### Exercise brief
Reproduce the data exactly and drop any pictures it holds.

### Records from a collection
- - - -
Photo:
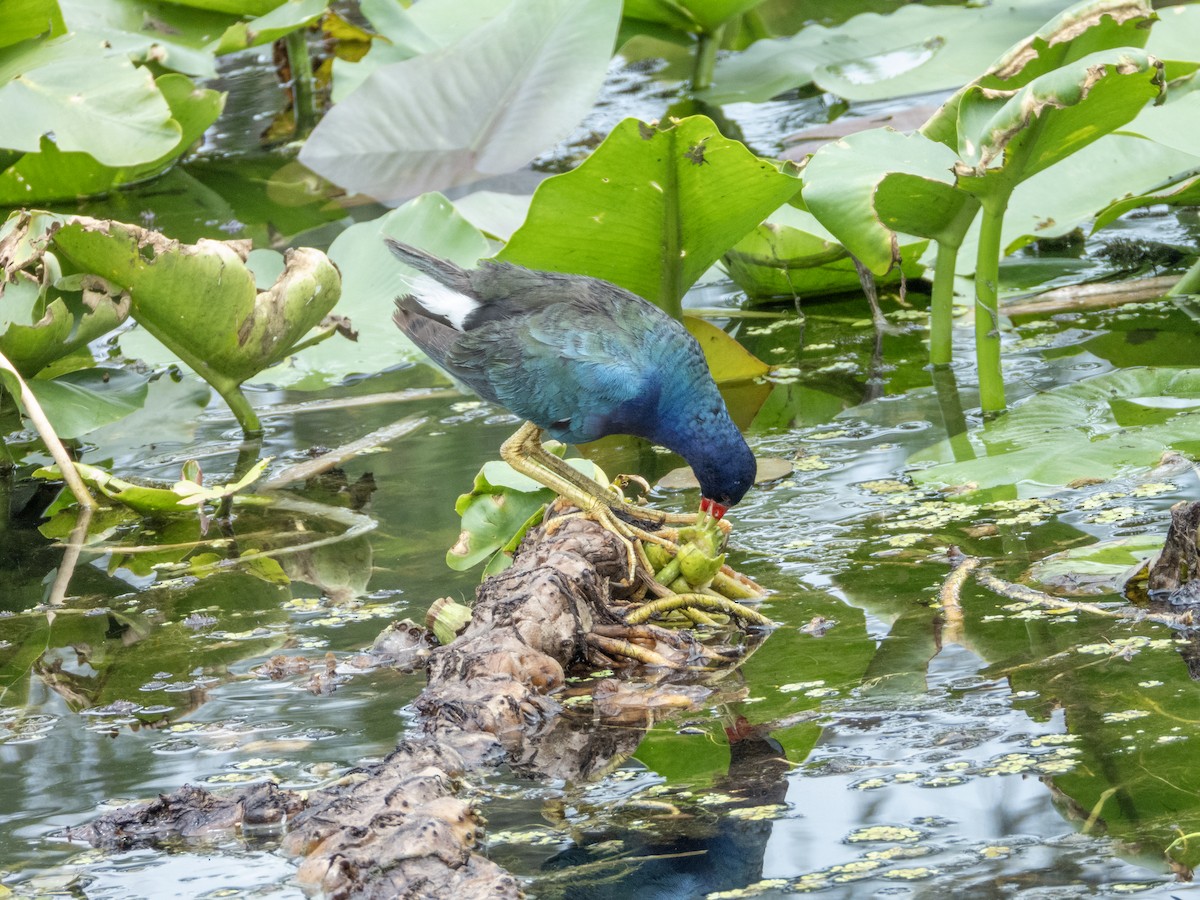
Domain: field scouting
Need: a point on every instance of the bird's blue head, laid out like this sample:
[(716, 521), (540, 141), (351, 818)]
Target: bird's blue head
[(725, 472)]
- - - -
### Task response
Photo:
Domain: field scouting
Need: a point on every instance of the bird's blue head, laid out like this sample:
[(716, 521), (540, 141), (351, 818)]
Target: bird's blue head
[(725, 472)]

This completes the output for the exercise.